* Task to carry out *
Can you render every line of the data below as a Markdown table with a "Row" column for the row number and a "Line" column for the text, omitting blank lines?

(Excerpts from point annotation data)

********

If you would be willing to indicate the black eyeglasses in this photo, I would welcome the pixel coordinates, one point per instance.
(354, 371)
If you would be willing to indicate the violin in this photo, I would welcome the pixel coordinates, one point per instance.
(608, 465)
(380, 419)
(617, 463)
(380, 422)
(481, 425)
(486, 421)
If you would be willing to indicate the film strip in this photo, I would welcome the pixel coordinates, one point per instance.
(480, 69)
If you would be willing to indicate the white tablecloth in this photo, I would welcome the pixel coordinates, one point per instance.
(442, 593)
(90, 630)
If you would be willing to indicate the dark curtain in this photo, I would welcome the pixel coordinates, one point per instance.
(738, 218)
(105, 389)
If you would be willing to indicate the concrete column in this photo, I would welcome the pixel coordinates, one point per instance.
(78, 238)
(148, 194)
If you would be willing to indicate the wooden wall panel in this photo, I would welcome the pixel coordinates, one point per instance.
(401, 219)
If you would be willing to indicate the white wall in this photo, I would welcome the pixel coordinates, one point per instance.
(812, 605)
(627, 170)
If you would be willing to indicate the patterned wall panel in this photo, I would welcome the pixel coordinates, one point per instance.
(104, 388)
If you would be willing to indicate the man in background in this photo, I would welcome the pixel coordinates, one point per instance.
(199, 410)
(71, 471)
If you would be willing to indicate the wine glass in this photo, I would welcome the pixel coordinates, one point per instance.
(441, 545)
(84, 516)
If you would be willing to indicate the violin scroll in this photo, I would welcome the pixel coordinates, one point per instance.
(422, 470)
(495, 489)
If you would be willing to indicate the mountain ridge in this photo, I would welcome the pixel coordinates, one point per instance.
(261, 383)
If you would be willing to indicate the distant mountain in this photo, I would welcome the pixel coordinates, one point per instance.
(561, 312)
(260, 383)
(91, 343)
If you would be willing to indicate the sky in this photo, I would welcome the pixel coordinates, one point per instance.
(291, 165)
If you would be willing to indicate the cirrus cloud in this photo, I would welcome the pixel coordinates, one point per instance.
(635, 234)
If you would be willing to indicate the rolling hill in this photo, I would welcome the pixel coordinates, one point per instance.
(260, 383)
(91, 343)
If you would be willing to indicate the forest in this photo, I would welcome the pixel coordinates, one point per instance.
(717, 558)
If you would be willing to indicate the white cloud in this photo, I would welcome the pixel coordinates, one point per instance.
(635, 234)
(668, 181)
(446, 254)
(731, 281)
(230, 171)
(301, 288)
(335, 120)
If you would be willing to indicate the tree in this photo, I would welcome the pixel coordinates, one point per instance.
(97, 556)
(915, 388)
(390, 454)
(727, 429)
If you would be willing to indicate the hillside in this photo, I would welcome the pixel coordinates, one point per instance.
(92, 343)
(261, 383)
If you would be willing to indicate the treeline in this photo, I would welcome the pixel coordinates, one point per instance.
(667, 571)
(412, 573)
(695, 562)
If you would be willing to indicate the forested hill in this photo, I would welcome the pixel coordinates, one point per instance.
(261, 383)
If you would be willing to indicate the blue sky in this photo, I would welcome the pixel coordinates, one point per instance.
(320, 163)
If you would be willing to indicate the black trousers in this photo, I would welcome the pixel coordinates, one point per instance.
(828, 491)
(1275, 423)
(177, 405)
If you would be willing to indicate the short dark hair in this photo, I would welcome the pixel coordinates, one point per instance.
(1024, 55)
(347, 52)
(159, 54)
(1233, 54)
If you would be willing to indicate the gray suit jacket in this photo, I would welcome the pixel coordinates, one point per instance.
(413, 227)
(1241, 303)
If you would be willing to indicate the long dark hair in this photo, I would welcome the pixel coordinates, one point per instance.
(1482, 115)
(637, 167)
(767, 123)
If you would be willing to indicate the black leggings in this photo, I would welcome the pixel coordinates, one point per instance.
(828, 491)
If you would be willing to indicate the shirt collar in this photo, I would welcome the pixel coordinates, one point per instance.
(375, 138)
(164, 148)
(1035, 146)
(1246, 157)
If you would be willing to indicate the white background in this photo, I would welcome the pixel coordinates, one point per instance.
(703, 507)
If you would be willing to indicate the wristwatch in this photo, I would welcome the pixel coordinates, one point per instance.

********

* Result *
| Row | Line |
|---|---|
| 1 | If you would be willing to indicate the black eyeglasses in this photo, I would welcome the pixel coordinates, one point per instance. |
| 2 | (354, 371) |
| 3 | If you would be willing to indicate the violin in this photo, I would welcome the pixel coordinates, one point per instance. |
| 4 | (608, 465) |
| 5 | (380, 419) |
| 6 | (617, 463) |
| 7 | (380, 422) |
| 8 | (481, 425) |
| 9 | (486, 421) |
| 10 | If you would be willing to indicate the film strip in this photo, I would welcome the pixel coordinates, one point per instance. |
| 11 | (480, 69) |
| 12 | If you would be willing to indicate the white tablecloth in this photo, I would welcome the pixel coordinates, one point per instance. |
| 13 | (442, 593) |
| 14 | (90, 630) |
| 15 | If you would be willing to indicate the dark curtain in this photo, I would welcome the pixel coordinates, one point per instance. |
| 16 | (738, 218) |
| 17 | (105, 389) |
| 18 | If you would be willing to indicate the concrete column in this photo, I would welcome the pixel coordinates, one point per instance. |
| 19 | (78, 238) |
| 20 | (148, 194) |
| 21 | If you would be willing to indicate the wooden wall panel in this photo, I would welcome the pixel coordinates, one point per instance. |
| 22 | (401, 219) |
| 23 | If you would be willing to indicate the white wall in this photo, I would welcome the pixel coordinates, one point per instance. |
| 24 | (812, 605) |
| 25 | (627, 170) |
| 26 | If you would be willing to indicate the patterned wall panel in this photo, I would welcome the pixel coordinates, one point per instance. |
| 27 | (104, 388) |
| 28 | If you would be willing to indicate the man in background in this photo, I would welcome the pixel coordinates, one point per instance. |
| 29 | (199, 410) |
| 30 | (71, 471) |
| 31 | If you would be willing to indicate the wine glass in this photo, I would welcome the pixel coordinates, one point per instance. |
| 32 | (441, 545) |
| 33 | (84, 516) |
| 34 | If you would be willing to indicate the violin scroll in this photo, I would welcome the pixel coordinates, one point per instance. |
| 35 | (422, 470) |
| 36 | (495, 489) |
| 37 | If you would be willing to indicate the mountain ridge in this photo, I would welcome the pixel coordinates, one point per instance. |
| 38 | (261, 383) |
| 39 | If you would be willing to indicate the distant mountain in this photo, I would welcome the pixel coordinates, one point per instance. |
| 40 | (561, 312) |
| 41 | (260, 383) |
| 42 | (91, 343) |
| 43 | If you would be willing to indicate the sky in this photo, I would welcome the pixel coordinates, one point per instance. |
| 44 | (291, 165) |
| 45 | If you would be willing to indicate the cirrus cloud in this photo, I would welcome the pixel coordinates, one point per instance. |
| 46 | (635, 234) |
| 47 | If you would be willing to indicate the rolling hill in this photo, I would welcome the pixel coordinates, one point per instance. |
| 48 | (260, 383) |
| 49 | (91, 343) |
| 50 | If you would be willing to indicate the forest in this photo, I would welcome the pixel coordinates, one point per instance. |
| 51 | (717, 558) |
| 52 | If you would be willing to indicate the white cloud in this photo, I would welcome the pixel coordinates, one point per instance. |
| 53 | (635, 234) |
| 54 | (668, 181) |
| 55 | (446, 254) |
| 56 | (731, 281) |
| 57 | (230, 171) |
| 58 | (301, 288) |
| 59 | (335, 120) |
| 60 | If you would be willing to indicate the tree in this photo, I would welcome the pixel coordinates, one point per instance. |
| 61 | (97, 556) |
| 62 | (915, 388) |
| 63 | (390, 454) |
| 64 | (727, 429) |
| 65 | If you would be willing to indicate the hillside in this photo, I would welcome the pixel coordinates, one point per instance. |
| 66 | (92, 343) |
| 67 | (261, 383) |
| 68 | If you would be willing to indicate the treeline in this photo, I would welcome the pixel coordinates, one point per instance. |
| 69 | (667, 571) |
| 70 | (412, 573) |
| 71 | (695, 562) |
| 72 | If you would be willing to indicate the forested hill in this photo, I would welcome the pixel coordinates, one point per instance. |
| 73 | (261, 383) |
| 74 | If you would be willing to indicate the blue sky in this photo, I would welcome the pixel coordinates, one point per instance. |
| 75 | (320, 163) |
| 76 | If you would be willing to indicate the black trousers in this photo, I would welcome the pixel coordinates, one point per instance. |
| 77 | (828, 491) |
| 78 | (1275, 423) |
| 79 | (177, 405) |
| 80 | If you would be willing to indicate the short dark hair in this photo, I would welcome the pixel coordinates, one point per instance. |
| 81 | (1024, 55) |
| 82 | (347, 52) |
| 83 | (159, 54) |
| 84 | (1233, 54) |
| 85 | If you would be willing to indicate the gray suit jacket in this photo, I would welcome the pixel coordinates, one point per instance. |
| 86 | (413, 227) |
| 87 | (1241, 303) |
| 88 | If you would be willing to indicate the long dark hair in this photo, I would welcome the pixel coordinates, one point per instance. |
| 89 | (1482, 115) |
| 90 | (637, 167) |
| 91 | (767, 123) |
| 92 | If you would be willing to indicate the black leggings in this photo, I would welcome the pixel coordinates, one point per instance. |
| 93 | (828, 491) |
| 94 | If you would be willing to indicate the shirt collar in this photo, I would welcome the pixel coordinates, one point per instance. |
| 95 | (375, 138) |
| 96 | (164, 148) |
| 97 | (1035, 146) |
| 98 | (1246, 157) |
| 99 | If you would be willing to indicate the white background in this photo, I would welcome the pixel coordinates, one point per instance. |
| 100 | (703, 507) |
| 101 | If you would be willing to indicate the wristwatch in this photo, I would welcome the pixel coordinates, one point per instance. |